- _Условие задачи_
Под каким городом был сбит в воздушном бою зэка С., о котором говорится в отрывке о лагере?
::: Раздел документа
Пришёл 1944 год, который я встретил, работая на разных работах в зоне лагеря.

Как-то летом по лагерю была объявлена тревога - воющая сирена напоминала воздушные тревоги времён налётов германской авиации на Москву в 1941 году. Нас загнали в один из углов запретной зоны, выстроили в длинную шеренгу и приказали двигаться в сторону вахты.

Мы шли под мерное бряканье металлических котелков и консервных банок, привязанных к поясам - неотъемлемый атрибут зэка в течение всего срока нахождения в лагере, так как без него получить очередную баланду можно было лишь в шапку. Позднее, правда, я бывал и в лагерях, где выдавали баланду в деревянных, и даже алюминиевых мисках.

Не было слышно ни единого слова, было тихо, как на похоронах, когда музыканты на несколько мгновений замолкают, вытряхивая слюну из мундштуков, готовясь к очередной траурной мелодии. Но по мере приближения к вахте, я услышал непонятный шум, а затем стал различать какие-то восклицания, плач и сдавленные крики. Когда мы приблизились, то увидели сначала большую лужу крови, а затем лежащего в ней, белого до синевы, но ещё живого человека. Ноги его были прострелены чуть выше колен, и он, вероятно, умирал от потери крови. Я узнал его, это был зэка С., бывший советский лётчик-истребитель, награждённый звездой "Героя". По его рассказам, он был сбит в воздушном бою под городом Калининым и раненым попал в плен. Ему со временем удалось бежать и перейти линию фронта. Он был подвергнут проверке СМЕРШем, а затем опять попал в свою часть на фронт и продолжил участие в воздушных боях. Через несколько месяцев, прямо перед самым вылетом на боевое задание, он был арестован и доставлен в Москву на Лубянку. Его обвинили в попытке террора и измене родине и осудили к десяти годам лишения свободы.
::::::
::: Извлечённые записи
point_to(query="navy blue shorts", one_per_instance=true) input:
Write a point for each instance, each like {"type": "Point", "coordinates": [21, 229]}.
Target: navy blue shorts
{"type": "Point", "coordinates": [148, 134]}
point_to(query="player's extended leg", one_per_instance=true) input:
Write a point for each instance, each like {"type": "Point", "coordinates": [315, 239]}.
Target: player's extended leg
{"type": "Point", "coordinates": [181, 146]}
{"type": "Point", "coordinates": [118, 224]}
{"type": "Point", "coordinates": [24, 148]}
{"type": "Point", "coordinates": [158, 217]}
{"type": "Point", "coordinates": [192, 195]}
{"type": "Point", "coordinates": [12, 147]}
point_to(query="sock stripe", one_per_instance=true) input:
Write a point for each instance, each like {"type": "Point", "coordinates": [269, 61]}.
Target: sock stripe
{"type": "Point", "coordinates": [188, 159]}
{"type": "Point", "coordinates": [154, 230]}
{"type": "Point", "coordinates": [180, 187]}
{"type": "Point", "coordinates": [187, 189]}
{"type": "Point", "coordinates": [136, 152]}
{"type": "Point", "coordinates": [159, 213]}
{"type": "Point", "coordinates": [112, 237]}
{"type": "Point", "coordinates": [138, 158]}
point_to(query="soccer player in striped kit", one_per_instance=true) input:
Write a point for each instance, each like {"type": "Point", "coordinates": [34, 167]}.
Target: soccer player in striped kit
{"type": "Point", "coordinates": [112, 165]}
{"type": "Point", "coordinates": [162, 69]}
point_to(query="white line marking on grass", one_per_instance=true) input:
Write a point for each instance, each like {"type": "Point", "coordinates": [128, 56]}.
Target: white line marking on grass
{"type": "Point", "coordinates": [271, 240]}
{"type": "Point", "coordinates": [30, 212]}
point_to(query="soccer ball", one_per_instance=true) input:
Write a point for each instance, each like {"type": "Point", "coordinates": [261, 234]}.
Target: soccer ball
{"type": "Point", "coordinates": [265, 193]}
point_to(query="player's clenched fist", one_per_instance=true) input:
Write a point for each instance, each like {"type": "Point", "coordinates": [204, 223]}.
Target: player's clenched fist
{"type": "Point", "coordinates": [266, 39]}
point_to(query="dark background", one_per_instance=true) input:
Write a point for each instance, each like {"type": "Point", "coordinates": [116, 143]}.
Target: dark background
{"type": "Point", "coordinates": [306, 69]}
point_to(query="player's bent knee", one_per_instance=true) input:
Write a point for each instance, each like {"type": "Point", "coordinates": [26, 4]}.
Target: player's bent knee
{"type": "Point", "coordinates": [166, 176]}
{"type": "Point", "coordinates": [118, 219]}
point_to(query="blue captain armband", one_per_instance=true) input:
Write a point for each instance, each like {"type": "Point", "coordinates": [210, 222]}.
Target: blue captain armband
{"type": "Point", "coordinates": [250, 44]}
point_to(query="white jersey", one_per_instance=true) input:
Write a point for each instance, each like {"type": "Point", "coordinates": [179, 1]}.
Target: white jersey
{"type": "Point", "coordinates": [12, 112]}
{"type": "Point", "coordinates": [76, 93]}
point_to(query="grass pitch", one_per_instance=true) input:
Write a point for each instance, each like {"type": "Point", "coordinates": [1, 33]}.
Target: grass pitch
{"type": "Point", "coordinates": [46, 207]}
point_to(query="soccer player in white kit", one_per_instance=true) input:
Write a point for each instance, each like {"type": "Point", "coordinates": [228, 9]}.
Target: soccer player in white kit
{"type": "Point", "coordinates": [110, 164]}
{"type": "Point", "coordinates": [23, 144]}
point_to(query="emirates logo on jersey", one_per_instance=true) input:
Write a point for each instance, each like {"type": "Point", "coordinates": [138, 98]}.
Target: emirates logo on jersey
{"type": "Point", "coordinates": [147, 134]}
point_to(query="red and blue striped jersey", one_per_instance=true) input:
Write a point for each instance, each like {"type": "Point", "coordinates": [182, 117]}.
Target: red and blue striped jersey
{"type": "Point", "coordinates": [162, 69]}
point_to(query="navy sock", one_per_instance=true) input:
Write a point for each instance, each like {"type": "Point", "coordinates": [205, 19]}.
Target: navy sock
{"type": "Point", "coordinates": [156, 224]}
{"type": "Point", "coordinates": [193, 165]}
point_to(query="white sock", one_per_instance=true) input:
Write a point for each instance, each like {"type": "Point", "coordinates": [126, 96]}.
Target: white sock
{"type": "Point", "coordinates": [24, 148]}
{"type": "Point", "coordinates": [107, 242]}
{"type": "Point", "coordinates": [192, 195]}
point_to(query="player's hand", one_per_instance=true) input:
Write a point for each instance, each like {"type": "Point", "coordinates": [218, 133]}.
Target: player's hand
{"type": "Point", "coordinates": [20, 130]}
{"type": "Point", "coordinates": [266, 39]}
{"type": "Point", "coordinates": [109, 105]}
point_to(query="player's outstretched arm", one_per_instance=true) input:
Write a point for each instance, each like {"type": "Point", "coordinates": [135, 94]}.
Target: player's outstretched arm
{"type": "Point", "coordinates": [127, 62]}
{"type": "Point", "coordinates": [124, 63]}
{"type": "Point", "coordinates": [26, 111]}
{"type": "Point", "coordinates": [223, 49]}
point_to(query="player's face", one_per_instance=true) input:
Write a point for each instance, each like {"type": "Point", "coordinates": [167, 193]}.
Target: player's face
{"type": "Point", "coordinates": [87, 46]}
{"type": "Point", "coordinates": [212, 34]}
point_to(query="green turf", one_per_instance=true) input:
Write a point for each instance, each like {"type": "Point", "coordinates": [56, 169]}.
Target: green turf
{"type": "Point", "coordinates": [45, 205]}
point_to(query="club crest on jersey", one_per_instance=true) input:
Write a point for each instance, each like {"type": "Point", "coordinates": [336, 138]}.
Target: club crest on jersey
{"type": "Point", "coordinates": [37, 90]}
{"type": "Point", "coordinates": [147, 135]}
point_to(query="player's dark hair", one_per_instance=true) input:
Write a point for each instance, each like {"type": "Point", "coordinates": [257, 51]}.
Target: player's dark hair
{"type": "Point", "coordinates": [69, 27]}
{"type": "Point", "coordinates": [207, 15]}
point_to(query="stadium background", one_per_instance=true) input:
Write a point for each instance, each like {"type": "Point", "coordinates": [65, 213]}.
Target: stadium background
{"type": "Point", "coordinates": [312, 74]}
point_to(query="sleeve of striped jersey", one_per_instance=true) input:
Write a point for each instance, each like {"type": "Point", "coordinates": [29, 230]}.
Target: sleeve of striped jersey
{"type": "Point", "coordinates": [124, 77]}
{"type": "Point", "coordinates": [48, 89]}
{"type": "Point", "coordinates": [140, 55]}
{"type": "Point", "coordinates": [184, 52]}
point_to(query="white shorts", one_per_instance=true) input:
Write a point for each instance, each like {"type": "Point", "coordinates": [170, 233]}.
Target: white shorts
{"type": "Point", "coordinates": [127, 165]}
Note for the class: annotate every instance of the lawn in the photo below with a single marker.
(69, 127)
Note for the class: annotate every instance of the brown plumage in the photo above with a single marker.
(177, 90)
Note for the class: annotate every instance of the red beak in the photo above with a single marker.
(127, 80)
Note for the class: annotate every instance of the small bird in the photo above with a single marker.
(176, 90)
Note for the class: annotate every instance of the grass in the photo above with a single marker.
::::::
- _Выполненное задание_
Под городом Калининым.